__WORK TO DO__
Starting at the line that contains "Place a point on every instance of the tree", copy each line through the end of the listing below. Include both ends and output nothing more.

__RECORDED DATA__
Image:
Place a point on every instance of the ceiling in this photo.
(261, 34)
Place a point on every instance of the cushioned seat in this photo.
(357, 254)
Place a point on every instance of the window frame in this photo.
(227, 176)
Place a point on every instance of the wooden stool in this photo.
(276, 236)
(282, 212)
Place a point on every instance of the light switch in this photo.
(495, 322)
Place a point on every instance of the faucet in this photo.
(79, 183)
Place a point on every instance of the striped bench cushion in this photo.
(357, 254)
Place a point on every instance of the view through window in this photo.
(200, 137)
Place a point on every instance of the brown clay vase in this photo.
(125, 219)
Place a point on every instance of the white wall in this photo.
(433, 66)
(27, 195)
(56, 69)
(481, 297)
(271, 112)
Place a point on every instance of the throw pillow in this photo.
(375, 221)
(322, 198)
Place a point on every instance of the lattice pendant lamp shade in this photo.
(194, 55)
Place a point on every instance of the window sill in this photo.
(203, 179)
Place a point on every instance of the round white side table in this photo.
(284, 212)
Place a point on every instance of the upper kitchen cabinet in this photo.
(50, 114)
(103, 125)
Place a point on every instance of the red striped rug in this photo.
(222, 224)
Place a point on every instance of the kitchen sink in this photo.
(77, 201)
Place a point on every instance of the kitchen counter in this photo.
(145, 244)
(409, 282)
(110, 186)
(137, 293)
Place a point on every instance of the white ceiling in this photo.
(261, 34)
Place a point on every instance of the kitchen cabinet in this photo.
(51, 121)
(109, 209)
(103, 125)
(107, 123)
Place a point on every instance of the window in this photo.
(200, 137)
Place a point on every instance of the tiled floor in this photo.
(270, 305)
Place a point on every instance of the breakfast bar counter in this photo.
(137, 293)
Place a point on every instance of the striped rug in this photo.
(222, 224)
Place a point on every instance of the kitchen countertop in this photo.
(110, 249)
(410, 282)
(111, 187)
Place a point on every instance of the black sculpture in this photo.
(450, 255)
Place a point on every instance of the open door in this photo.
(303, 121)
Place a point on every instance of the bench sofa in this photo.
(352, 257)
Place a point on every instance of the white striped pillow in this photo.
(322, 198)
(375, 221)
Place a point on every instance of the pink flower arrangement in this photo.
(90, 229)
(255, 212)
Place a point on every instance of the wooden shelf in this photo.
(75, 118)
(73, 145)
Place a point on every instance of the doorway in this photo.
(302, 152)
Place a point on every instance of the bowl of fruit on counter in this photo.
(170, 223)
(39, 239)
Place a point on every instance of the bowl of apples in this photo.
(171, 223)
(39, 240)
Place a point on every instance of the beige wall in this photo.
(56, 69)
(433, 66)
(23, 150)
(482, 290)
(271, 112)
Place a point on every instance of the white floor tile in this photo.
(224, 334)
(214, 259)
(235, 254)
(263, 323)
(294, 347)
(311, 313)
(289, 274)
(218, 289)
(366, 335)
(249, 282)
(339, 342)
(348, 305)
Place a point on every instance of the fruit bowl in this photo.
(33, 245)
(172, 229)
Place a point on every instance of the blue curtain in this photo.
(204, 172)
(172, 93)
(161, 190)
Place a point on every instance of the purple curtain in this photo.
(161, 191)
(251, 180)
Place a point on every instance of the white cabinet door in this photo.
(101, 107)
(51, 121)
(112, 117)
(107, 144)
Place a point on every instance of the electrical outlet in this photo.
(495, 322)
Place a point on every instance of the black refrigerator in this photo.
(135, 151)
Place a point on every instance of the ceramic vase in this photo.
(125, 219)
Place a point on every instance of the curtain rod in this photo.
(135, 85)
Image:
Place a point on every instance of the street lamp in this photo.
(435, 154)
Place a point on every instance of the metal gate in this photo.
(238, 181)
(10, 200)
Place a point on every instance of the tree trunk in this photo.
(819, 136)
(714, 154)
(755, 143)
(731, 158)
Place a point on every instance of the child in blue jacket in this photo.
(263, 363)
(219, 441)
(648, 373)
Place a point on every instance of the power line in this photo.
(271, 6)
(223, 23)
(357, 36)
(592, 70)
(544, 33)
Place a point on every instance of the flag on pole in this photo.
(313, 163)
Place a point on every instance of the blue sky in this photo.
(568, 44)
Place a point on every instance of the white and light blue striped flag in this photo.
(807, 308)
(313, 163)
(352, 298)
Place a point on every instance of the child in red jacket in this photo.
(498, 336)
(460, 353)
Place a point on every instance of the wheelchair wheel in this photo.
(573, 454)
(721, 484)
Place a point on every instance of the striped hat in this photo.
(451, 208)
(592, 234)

__WORKED ANSWER__
Place a point on every instance of the tree trunk in this photo.
(819, 136)
(714, 154)
(755, 143)
(731, 158)
Place a point on every instance of the child in blue jacket in this photo.
(263, 363)
(219, 441)
(648, 373)
Place a point on every instance of the power line in this photo.
(271, 6)
(223, 23)
(357, 36)
(592, 70)
(544, 33)
Place a point on every instance of the flag on pole in this photo.
(313, 163)
Place a point on every instance of the blue sky in this photo.
(568, 44)
Place a point on every instance of the white and light blue striped flag in this photo.
(807, 308)
(313, 163)
(352, 298)
Place a point on every instance of the child in red jacket in this photo.
(498, 336)
(460, 353)
Place a point on every instance of the wheelchair wheel in this photo.
(573, 454)
(721, 484)
Place a point on every instance of the striped hat in this photo.
(451, 208)
(592, 234)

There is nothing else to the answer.